### TASK DATA
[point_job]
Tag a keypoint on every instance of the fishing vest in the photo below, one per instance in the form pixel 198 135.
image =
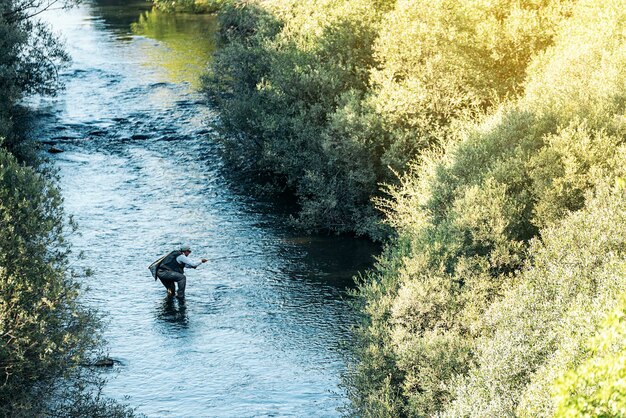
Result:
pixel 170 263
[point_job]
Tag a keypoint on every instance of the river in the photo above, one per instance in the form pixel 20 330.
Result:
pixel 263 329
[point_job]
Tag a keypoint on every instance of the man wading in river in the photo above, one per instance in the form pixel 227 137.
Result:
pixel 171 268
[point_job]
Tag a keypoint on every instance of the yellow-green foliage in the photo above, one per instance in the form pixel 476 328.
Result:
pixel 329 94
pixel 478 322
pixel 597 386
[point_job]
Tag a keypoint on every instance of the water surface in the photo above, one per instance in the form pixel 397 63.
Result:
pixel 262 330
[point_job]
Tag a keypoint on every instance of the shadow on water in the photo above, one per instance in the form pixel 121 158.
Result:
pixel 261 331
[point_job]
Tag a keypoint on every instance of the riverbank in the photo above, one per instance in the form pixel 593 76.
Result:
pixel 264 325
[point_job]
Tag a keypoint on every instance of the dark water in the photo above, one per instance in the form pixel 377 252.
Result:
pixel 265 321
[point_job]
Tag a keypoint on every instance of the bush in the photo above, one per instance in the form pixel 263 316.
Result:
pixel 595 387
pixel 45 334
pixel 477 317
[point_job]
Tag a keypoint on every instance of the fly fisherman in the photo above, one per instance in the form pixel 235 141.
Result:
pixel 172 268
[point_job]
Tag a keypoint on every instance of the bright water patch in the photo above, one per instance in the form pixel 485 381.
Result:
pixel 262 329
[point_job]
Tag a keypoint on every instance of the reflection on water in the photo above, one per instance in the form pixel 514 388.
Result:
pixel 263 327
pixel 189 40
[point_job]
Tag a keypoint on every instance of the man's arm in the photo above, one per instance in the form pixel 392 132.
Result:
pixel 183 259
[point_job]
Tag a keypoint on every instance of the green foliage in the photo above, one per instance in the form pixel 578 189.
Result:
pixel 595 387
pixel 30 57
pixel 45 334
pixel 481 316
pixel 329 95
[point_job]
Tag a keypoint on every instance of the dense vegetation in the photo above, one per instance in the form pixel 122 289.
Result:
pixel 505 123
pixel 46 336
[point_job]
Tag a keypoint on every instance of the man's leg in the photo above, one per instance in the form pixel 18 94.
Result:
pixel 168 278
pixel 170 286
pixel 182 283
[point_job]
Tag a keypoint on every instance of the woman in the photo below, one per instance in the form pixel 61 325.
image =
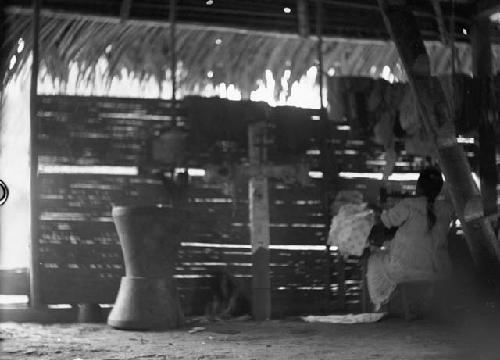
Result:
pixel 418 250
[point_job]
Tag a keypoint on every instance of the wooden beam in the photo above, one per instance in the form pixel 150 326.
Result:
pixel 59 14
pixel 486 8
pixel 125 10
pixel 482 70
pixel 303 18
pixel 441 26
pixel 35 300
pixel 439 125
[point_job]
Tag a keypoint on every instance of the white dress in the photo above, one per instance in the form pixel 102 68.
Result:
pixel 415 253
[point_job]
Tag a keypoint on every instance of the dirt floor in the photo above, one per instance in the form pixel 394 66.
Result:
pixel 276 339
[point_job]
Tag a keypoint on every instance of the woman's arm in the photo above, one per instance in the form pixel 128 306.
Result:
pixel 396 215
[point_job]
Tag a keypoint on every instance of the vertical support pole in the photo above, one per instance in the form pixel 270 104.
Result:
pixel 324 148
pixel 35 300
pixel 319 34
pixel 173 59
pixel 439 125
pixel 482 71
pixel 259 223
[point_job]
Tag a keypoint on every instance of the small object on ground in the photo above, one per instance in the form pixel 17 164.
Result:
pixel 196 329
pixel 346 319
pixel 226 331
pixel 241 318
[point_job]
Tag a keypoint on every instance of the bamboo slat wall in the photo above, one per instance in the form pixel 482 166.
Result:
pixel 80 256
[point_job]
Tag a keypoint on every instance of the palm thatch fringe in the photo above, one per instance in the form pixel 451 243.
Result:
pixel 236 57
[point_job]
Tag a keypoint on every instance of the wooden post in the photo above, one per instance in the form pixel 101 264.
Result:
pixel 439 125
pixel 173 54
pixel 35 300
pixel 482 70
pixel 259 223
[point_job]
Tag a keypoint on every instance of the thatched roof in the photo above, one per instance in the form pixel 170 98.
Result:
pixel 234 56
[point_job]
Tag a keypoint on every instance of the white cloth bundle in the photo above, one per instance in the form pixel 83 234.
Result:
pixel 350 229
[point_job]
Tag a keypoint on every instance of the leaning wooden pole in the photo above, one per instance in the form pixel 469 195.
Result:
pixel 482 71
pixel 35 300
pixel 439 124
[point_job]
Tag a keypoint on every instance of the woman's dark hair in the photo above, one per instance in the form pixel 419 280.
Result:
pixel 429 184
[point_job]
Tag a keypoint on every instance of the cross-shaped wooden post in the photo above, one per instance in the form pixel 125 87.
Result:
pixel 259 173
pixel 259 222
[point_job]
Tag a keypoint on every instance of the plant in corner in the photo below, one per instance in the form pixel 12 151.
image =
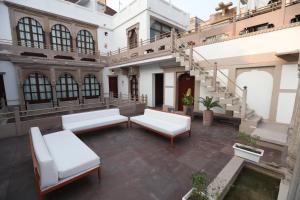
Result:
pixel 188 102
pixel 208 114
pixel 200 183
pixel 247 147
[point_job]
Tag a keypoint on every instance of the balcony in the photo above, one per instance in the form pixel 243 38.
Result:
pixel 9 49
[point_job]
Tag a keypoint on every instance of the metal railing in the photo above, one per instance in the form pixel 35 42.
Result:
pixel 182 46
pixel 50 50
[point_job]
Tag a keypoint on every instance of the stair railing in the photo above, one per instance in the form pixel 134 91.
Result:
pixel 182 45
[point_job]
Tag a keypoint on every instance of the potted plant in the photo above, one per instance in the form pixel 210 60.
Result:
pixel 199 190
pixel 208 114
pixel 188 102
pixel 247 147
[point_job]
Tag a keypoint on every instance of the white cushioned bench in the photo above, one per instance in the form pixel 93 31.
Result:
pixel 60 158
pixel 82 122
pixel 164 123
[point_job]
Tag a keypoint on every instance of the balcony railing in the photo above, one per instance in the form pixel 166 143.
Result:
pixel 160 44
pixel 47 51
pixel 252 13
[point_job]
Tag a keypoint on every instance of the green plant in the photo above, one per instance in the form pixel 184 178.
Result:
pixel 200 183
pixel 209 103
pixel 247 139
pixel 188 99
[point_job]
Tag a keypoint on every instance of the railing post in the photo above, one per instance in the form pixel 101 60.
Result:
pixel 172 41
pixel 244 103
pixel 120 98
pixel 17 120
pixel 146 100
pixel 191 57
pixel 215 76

### TASK TO COMPLETE
All lines of the records above that carry the word "pole" should be listed.

### RESPONSE BELOW
Tag a keypoint on every instance of the vertical support pole in the photo above, one per instance in the form pixel 270 104.
Tag a keypoint on every instance of the leaning wooden pole in the photo above, one per instance in the form pixel 469 195.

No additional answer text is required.